EXERCISE DETAILS => Count the lines in the material below that contain the string "light" and reply with that number alone.

RECORDS FOR THIS EXERCISE =>
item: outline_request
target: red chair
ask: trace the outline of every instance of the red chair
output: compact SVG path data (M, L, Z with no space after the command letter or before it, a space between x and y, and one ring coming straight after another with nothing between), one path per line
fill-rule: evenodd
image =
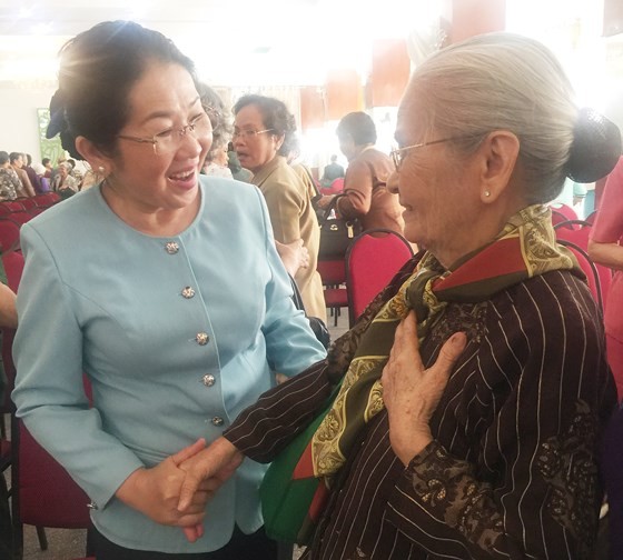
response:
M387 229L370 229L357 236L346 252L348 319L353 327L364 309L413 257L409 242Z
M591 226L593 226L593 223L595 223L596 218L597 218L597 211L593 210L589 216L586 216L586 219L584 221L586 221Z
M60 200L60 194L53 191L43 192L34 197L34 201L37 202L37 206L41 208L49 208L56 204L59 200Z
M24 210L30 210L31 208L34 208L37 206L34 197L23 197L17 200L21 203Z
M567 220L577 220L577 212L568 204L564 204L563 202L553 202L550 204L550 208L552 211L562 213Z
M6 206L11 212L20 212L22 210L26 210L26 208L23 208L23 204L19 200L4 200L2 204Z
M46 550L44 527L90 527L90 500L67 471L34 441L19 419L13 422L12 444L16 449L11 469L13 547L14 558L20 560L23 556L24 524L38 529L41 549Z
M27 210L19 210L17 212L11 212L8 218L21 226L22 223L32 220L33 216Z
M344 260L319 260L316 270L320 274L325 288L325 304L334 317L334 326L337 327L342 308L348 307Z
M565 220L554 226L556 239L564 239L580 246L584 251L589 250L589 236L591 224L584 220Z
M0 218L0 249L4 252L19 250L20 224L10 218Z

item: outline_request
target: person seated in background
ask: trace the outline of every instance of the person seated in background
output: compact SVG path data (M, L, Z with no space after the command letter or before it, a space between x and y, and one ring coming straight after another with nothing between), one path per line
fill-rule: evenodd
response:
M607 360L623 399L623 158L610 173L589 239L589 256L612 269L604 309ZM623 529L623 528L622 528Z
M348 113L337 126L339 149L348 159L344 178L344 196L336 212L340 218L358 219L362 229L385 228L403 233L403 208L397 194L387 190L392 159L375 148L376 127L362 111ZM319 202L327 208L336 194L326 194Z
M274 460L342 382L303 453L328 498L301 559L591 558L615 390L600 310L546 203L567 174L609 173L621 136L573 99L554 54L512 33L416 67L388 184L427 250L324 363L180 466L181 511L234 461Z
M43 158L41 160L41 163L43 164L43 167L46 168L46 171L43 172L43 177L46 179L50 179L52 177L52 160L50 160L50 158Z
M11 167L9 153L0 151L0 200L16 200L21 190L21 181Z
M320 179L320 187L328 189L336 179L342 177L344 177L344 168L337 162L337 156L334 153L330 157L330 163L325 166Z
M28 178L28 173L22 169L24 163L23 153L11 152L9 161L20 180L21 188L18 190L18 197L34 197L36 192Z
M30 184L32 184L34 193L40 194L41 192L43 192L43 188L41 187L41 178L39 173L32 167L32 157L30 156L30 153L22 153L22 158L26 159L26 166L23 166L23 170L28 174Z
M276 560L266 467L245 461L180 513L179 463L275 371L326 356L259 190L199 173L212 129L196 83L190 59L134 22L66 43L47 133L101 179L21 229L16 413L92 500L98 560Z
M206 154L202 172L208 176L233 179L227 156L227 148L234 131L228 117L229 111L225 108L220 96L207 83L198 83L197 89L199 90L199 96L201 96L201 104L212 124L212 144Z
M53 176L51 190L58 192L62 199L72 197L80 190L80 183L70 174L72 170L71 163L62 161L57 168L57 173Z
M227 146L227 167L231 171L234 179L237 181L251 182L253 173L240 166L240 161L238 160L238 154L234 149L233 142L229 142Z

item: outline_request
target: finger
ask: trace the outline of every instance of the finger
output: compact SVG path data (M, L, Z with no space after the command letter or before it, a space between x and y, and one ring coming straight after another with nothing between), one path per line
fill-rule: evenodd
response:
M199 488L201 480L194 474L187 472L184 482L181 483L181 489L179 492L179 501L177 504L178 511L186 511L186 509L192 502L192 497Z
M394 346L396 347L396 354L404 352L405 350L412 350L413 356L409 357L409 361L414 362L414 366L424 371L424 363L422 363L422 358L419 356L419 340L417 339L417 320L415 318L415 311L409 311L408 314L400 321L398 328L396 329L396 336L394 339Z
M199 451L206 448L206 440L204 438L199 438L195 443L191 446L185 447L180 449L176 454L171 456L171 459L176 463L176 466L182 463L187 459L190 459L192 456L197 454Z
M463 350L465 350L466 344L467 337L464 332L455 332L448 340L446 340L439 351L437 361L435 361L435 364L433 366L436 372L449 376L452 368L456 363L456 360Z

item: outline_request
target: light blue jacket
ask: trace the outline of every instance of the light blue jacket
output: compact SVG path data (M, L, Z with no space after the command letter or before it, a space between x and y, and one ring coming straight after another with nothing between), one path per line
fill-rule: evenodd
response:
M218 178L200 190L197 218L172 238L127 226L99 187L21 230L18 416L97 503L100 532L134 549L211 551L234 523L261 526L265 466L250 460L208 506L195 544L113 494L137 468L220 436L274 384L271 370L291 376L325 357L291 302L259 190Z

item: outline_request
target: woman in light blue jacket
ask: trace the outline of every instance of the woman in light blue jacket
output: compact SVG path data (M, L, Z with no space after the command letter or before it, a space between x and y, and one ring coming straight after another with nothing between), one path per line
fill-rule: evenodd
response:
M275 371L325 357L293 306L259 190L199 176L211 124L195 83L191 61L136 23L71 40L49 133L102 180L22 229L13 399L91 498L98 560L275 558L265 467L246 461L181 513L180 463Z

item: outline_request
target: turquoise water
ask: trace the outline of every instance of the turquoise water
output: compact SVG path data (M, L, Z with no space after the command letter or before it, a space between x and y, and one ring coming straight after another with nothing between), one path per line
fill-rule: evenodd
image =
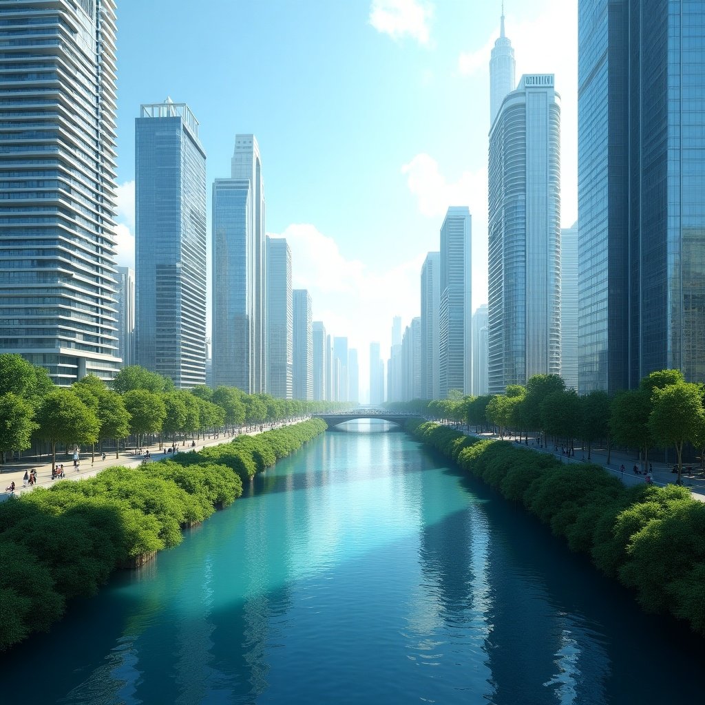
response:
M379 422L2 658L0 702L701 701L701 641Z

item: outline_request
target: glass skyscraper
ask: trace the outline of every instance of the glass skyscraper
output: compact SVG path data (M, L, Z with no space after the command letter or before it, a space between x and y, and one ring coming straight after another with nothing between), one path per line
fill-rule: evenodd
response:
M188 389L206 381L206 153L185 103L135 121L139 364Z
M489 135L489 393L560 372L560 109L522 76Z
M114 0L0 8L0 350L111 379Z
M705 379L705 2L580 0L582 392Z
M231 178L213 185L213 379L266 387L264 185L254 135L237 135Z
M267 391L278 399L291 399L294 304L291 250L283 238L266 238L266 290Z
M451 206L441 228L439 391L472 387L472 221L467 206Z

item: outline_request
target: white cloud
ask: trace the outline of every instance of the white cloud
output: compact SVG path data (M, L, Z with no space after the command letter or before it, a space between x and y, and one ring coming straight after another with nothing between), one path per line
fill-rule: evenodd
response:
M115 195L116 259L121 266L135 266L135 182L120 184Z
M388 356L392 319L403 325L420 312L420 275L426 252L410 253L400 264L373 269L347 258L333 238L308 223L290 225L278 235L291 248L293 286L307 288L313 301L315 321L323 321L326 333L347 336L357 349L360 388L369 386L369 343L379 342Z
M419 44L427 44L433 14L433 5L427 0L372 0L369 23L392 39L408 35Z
---
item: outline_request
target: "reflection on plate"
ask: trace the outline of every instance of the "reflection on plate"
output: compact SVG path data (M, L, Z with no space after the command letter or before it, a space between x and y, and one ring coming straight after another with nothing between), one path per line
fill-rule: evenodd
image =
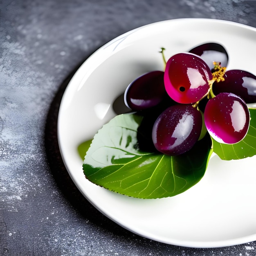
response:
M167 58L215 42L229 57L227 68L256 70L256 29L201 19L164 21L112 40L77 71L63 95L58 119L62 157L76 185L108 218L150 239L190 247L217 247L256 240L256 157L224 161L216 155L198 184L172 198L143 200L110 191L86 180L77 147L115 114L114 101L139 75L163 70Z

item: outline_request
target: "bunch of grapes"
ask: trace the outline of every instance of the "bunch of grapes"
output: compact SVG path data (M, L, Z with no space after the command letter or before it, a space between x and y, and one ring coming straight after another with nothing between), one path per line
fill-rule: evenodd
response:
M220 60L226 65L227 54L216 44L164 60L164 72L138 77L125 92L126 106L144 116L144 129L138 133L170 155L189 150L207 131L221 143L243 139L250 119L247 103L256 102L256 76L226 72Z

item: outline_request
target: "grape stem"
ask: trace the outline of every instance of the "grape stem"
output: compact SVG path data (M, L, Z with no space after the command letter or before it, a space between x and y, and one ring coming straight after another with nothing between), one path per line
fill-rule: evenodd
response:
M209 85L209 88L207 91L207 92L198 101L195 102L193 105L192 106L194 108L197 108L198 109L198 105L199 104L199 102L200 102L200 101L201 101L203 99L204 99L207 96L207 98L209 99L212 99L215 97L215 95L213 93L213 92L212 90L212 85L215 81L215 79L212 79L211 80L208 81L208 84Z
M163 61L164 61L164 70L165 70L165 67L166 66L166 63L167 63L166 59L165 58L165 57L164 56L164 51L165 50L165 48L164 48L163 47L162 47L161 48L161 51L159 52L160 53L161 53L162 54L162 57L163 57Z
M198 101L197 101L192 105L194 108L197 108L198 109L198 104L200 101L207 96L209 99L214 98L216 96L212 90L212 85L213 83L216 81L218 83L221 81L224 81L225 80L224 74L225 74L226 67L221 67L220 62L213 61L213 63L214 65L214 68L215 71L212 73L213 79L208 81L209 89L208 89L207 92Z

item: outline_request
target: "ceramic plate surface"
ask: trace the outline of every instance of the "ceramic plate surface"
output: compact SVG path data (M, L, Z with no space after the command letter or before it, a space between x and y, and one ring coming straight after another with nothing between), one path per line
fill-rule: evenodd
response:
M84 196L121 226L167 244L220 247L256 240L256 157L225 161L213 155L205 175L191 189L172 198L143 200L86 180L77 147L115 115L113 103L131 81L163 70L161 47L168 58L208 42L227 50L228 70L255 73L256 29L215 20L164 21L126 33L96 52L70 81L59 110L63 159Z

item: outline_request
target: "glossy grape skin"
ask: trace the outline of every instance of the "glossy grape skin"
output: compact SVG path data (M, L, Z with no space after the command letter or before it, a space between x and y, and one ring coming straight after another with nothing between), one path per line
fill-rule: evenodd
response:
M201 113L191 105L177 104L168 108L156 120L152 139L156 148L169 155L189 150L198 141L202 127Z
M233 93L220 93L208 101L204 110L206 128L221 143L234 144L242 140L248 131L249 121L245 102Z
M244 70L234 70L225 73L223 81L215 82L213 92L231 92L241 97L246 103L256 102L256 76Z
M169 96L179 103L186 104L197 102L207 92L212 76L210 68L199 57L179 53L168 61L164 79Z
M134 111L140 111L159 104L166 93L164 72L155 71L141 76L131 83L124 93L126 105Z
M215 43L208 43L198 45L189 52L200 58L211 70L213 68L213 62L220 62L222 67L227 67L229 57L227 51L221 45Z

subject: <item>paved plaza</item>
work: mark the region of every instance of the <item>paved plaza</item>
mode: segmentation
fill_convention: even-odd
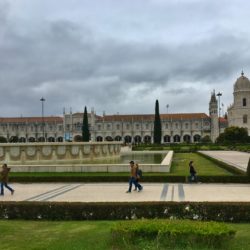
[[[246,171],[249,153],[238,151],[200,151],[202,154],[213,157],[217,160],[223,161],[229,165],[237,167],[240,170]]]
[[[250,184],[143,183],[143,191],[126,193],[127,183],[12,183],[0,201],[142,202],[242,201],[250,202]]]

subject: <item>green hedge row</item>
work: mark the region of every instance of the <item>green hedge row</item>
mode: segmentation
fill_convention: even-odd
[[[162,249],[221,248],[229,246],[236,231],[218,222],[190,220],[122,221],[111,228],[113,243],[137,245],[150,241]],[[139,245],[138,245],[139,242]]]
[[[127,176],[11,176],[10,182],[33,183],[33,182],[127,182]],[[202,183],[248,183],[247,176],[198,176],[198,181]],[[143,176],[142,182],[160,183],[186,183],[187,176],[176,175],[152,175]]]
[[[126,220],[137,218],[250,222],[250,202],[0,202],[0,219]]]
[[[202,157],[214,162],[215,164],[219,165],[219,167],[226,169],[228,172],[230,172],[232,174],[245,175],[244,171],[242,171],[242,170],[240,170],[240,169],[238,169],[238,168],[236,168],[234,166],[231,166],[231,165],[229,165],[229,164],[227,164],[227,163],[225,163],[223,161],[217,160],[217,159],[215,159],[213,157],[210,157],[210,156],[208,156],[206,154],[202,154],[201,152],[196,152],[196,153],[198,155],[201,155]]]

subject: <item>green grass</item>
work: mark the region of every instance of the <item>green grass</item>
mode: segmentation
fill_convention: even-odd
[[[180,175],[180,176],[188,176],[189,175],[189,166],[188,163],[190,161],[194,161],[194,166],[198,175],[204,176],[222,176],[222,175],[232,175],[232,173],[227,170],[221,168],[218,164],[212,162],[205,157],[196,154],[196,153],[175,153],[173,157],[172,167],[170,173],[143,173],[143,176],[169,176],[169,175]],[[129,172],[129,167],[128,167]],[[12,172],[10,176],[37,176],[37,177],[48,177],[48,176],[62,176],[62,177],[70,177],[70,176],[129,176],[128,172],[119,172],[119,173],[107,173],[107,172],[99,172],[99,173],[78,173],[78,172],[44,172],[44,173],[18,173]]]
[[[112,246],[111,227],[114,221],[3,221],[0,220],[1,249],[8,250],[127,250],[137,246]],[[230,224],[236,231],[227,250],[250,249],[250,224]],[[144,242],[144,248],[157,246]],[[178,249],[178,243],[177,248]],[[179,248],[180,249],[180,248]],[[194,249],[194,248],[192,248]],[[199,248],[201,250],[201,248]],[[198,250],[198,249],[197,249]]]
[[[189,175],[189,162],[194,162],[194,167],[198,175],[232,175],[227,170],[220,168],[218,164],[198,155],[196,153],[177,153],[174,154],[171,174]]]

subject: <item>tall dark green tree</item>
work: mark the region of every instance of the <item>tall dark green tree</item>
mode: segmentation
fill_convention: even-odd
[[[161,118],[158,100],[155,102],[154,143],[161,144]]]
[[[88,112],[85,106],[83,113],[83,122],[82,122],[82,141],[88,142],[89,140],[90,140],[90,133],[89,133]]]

SOLUTION BELOW => 4